### [Text provided]
>> start
Contract Negotiation Advice for Teaching in Saudi Arabia

I admit it.

When I got my contract to work in Saudi Arabia, I was completely intimidated by it. Despite having taught English for years and had dealings with teaching contracts in Chile and Thailand, I was at a loss  about how to think about, and what to negotiate regarding my contract to work in Saudi Arabia.

It felt like a totally different kettle of fish, with more serious consequences if I decided to quit once there, since you can`t just hang out and be a tourist in Saudi Arabia: the only way in is with a work contract of some sort.

I had a lot of doubts, which were exacerbated by the negative opinions I heard from a lot of people back home strongly opposed my going to Saudi Arabia due to the status and treatment of women there.

Regarding the contract, First of all, I was suspicious that the English side wasn’t a direct translation of the Arabic on the same page. 

 I didn’t have a clue about the going wages and if the offer was a good one.

And I worried that the contract wouldn’t be honoured anyway, in terms of accommodation and vacation pay and other details.

I had read in some online forums that there might be a ‘contract switcharoo’ once I got there, as has happened to teachers working in other parts of the world, where the contract signed before coming was not the same one you were pretty much forced to re-sign once there ( or risk having to pay their own flight home to escape the ‘new’ contract parameters).

It turns out that none of these problems materialized, and none of my fears came true.

In fact, only one point of my contract wasn’t honoured exactly as I anticipated: accommodation.

My contract was honoured in terms of salary amount paid, paydays, vacation days, hours worked in a day and week, and the basic agreement for work duties.   The flight was paid for by the company without me needing to buy and be reimbursed later.
>> end
Carry on the account of negotiating a teaching contract in Saudi Arabia, starting right after its final sentence. The listing that follows was drawn from a separate source.

### [Data entries]
>> start
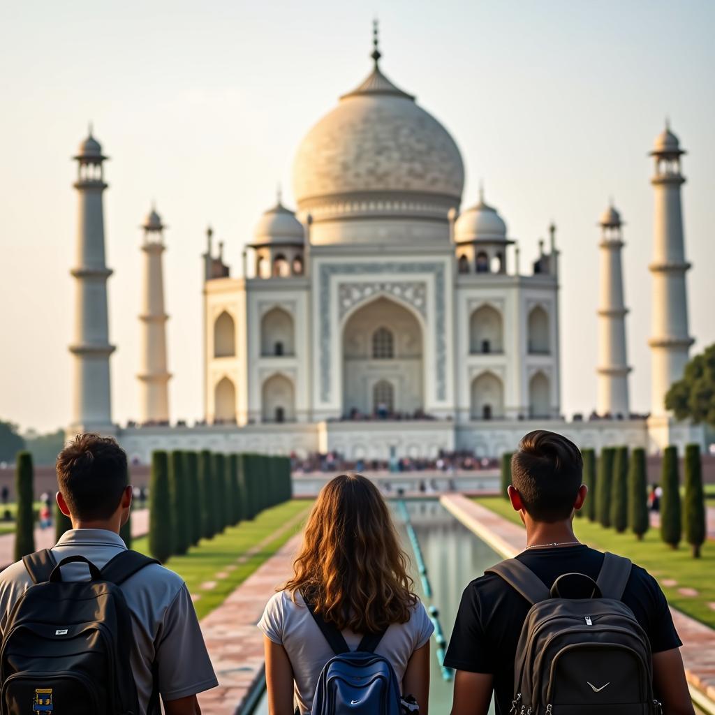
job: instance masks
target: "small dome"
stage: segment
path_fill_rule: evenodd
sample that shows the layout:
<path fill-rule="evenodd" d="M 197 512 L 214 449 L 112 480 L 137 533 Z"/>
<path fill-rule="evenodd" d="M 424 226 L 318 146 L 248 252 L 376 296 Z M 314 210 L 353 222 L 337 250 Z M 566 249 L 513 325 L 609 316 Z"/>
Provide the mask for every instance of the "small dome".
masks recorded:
>> end
### [Exercise result]
I stayed in company housing, so my accommodation expenses were magically taken care of for me each month and I didn’t have to pay out of pocket for anything.  However,  the accommodation was not everything I was led to believe I would recieve. I wasn`t alocated a studio apartment. I was given a room in a hotel (a hotel made recently into a quasi-apartment).

The suite I wound up living in wasn’t exactly as I expected, but it was better than most people were given, I soon discovered. And my situation was bearable, since I wasn’t miserable like some people were because of sharing with flatmates they couldn`t stand ( I was glad I stuck to my guns and insisted on living alone), or upset by living in a hotel suite without a proper kitchen ( my suite had a big kitchen and separate prayer room /living room and separate bedroom so it felt like a real apartment) , or  feeling 'imprisoned' in compound instead of living freely in private apartment of their own choosing.

While I was basically satisfied with how my contract was fulfilled, with time I realized later that there were some finer points that  I wished I had negotiated harder for  before signing the contract. 

Below are the points I think you should try to negotiate or at least seriously consider before blindly accepting a contract:


I accepted the first dollar amount I was offered. I felt a bit irked once in Saudi Arabia, when I heard others talking and realized that I had years more experience and better training and qualifications than most, and yet it sounded like others with far less experience and training had successfully negotiated a higher wage than I was getting. Just because they played a bit of hardball.

I naively had thought that the recruiting had seriously considered my education and qualifications before making me an offer, but in fact they just gave me the standard offer they offered to every native English speaker. It was still heaps more than I was earning in South America, so I wasn’t unhappy, just irritated.

I would strongly suggest trying to talk to people who have worked in Saudi and recently returned home to get some accurate wage comparisons in order to get a sense of the going rate. Online ESL teacher forums  (e.g. Dave’s ESL Cafe) can be a good source of this information.

Also, have interviews with a number of recruiters and see which gives you the best offer. They are competing with each other, and this could work to your advantage if you play your cards right.

Don’t just jump at the first offer like I did! They need about a thousand English teachers each year (the turnover rate is stunningly high and there has been a massive expansion of the English program for Saudi men and women in recent years) so you have room to negotiate.

Multiple Entry Visa

It is completely up to your employer whether you can have a single or multiple entry visa.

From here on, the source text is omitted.